→ Task brief:
Write the records out again, precisely as they stand.

→ Data shown:
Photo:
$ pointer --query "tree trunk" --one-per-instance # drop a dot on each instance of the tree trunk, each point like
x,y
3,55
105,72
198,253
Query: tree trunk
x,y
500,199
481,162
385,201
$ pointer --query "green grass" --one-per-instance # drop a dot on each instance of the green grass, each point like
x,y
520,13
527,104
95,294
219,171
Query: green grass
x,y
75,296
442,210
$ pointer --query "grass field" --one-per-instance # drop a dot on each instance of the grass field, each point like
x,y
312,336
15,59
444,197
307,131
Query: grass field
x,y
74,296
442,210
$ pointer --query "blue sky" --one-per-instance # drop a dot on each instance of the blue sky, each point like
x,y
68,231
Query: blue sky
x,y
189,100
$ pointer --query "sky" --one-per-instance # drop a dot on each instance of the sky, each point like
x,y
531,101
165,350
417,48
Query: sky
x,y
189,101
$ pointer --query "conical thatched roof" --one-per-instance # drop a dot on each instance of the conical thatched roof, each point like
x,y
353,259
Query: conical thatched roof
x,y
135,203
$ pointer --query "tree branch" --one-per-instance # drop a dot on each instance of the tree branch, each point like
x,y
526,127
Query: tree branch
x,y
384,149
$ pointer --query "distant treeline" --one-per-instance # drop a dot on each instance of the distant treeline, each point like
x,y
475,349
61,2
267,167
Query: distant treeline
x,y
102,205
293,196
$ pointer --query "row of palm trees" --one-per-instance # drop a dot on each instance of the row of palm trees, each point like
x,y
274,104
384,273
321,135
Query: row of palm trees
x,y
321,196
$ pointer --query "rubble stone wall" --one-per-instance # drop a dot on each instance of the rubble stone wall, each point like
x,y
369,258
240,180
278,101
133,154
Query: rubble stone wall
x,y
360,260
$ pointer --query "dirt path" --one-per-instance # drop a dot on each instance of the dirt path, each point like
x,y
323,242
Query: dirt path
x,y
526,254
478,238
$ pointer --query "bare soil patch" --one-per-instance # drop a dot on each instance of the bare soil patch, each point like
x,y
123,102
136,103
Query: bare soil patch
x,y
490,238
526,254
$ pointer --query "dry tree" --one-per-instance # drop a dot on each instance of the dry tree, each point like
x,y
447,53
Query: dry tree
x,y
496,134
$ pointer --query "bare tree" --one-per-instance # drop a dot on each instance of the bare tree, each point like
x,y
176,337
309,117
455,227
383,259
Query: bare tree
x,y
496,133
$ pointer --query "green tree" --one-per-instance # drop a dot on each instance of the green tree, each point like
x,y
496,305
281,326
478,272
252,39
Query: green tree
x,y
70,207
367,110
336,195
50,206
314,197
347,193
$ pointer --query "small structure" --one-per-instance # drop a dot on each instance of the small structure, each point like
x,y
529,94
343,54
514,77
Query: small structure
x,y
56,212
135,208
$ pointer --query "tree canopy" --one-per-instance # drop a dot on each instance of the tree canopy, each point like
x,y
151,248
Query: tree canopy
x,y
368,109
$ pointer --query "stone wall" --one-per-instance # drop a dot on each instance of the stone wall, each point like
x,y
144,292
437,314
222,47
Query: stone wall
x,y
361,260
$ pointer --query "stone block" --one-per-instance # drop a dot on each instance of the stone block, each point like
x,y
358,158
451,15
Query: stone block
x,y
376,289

→ Finished answer:
Photo:
$ pointer --query "tree trunk" --one-per-instance # drop a dot on each instance of the tree trunk, each point like
x,y
3,55
105,72
198,253
Query: tree trunk
x,y
500,199
481,162
385,201
$ pointer --query "green grass" --one-per-instance # drop a dot on each instance of the green grass, each point like
x,y
520,13
527,104
95,294
219,171
Query: green grass
x,y
75,296
442,210
$ pointer --query "grass field" --one-per-instance # drop a dot on each instance of the grass field, each point like
x,y
312,336
15,59
444,197
307,131
Query: grass field
x,y
74,296
442,210
$ pointer --query "blue sky" --one-per-instance # drop a dot on each instance of the blue sky, each point like
x,y
68,231
Query: blue sky
x,y
189,100
$ pointer --query "sky" --one-per-instance # drop a dot on each instance of the sky, each point like
x,y
531,101
165,350
417,48
Query: sky
x,y
189,101
$ pointer --query "conical thatched roof" --one-per-instance # drop a dot on each instance of the conical thatched roof, each point like
x,y
353,259
Query: conical thatched roof
x,y
135,203
$ pointer --query "tree branch" --one-per-instance # drop a dot on each instance of the tree branch, each point like
x,y
526,127
Query: tree branch
x,y
384,149
$ pointer --query "distant treeline" --one-per-instance # drop a dot on each instance of the distant treeline, each point like
x,y
475,349
61,2
267,167
Query: distant treeline
x,y
102,205
293,196
$ pointer --query "row of palm trees" --one-per-instance # drop a dot on each instance of the row of palm trees, each point like
x,y
274,104
384,273
321,135
Query: row of palm trees
x,y
321,196
$ pointer --query "rubble stone wall" --one-per-instance # drop a dot on each instance of the rubble stone wall, each point like
x,y
369,258
240,180
278,101
133,154
Query: rubble stone wall
x,y
360,260
$ pointer --query "dirt path" --one-per-instance # drop a dot on each instance of the dirt path, each point like
x,y
323,242
Query: dirt path
x,y
526,254
478,238
$ pointer --query "bare soil patch" --one-per-instance # drop a dot on each instance of the bare soil patch, each point like
x,y
123,102
136,103
Query: bare soil patch
x,y
490,238
526,254
$ pointer --query "dry tree" --one-per-instance # drop a dot on each instance of the dry tree, each point like
x,y
447,53
Query: dry tree
x,y
496,134
$ pointer --query "bare tree" --one-per-instance # drop a dot on each instance of the bare tree, each point like
x,y
176,337
309,117
455,227
383,259
Query: bare tree
x,y
496,133
$ pointer --query "green tree" --one-per-instance # drop a dot on each instance of the green tree, each point like
x,y
496,305
281,326
478,272
252,39
Query: green tree
x,y
70,207
367,110
336,195
50,206
314,197
347,193
$ pointer --query "small structure" --one-per-instance # drop a dot on each instance of the small structure, each point like
x,y
529,94
343,54
514,77
Query: small structure
x,y
56,212
135,208
$ pointer --query "tree canopy" --one-per-instance # drop a dot on each instance of the tree canopy, each point like
x,y
151,248
Query: tree canopy
x,y
368,109
$ pointer --query "stone wall" --one-per-instance # drop a dot on each instance of the stone wall, each point like
x,y
144,292
437,314
222,47
Query: stone wall
x,y
361,260
$ pointer --query "stone block" --one-per-instance # drop a dot on each instance of the stone block, each point like
x,y
358,158
451,15
Query: stone block
x,y
376,289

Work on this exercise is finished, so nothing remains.